Text section:
By Elizabeth Razzi
Special to The Washington Post
Saturday, January 24, 2009
Frugality is finally showing up in new home developments.
Although the number of new single-family houses sold this year will probably be down about 68 percent from the peak of almost 1.3 million sold in 2005, there will still be about 420,000 households buying new homes this year, according to the National Association of Home Builders.
But recession-chastened house hunters are looking for different things than the boom-era buyers who snapped up homes that grew bigger, fancier and pricier by the month.
Because they aren't held back by the need to sell an old home, first-time buyers now make up a greater share of the market. They're trying to stretch their dollars at every turn, and many are concerned about the cost of heating and cooling, especially after having experienced the surge in fuel costs last summer.
Builders say buyers are judging a home in terms of how comfortable it will be as a living space for the long term, rather than as an investment they can flip for a profit after a couple of years.
Choices they are making are just starting to appear in statistics. In the July-September quarter of 2008, the average size of a house under construction fell 7.3 percent, to 2,438 square feet from 2,629 square feet in the previous quarter, said Gopal Ahluwalia, vice president for research at NAHB. "This is the first time we have seen such a significant decline," he said.

Given data:
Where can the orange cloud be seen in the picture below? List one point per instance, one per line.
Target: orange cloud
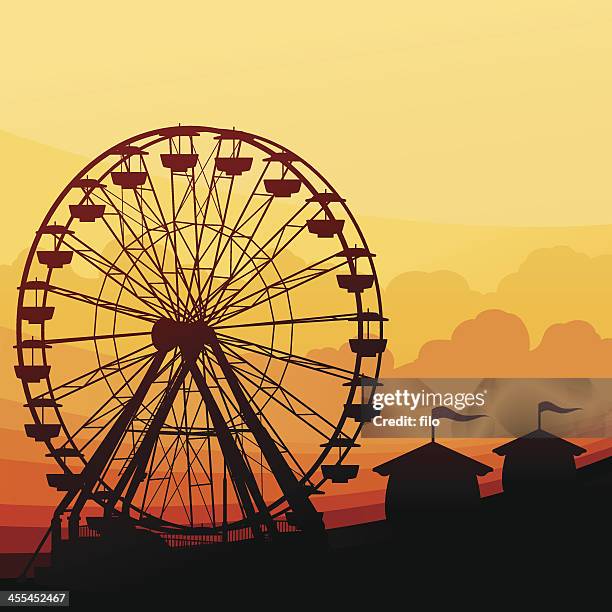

Task A: In the article above about new-home buyers, why do first-time buyers now make up a larger share of the market? Answer in one to three sentences.
Task B: Continue the article about frugal new-home buyers from its final sentence.

Response A: First-time buyers now account for a greater share of the market because they aren't held back by the need to sell an old home before buying a new one.

Response B:
It may be only one quarter's worth of data, but Ahluwalia has other reasons to think the drop may be more than a fluke. He surveyed builders early this month, and 90 percent reported that they were building smaller homes. Eighty-nine percent said they were building lower-priced homes.
Until recently, builders have focused mostly on grand houses larded with upgraded countertops, flooring, cabinets and bath fixtures. Heading into the spring, which is usually peak season for home sales, many builders are calling attention to the ways their homes save money and energy. Smaller size is one way they're trimming the cost.
For example, Atlanta-based Beazer Homes recently started to shrink its designs. Diana Van Stone, vice president of sales and marketing, said their high-end houses, which used to be about 3,600 to 3,700 square feet, now average about 3,000 square feet.
"On the higher end, we've whittled away at that quite a bit," she said.
Entry-level homes, at least in some locations, are getting a trim as well. Some of Beazer's houses in the Greenfield development in Hagerstown are now about 1,900 square feet, compared with the old standard of 2,500 square feet.
The Hagerstown area is a particularly price-sensitive market, Van Stone noted. Beazer's detached houses there start at about $260,000. Smaller, less-expensive houses may not be on their way to more expensive markets closer to the District, however. "A lot depends on the requirements the county may have set when they approved the community," Van Stone said.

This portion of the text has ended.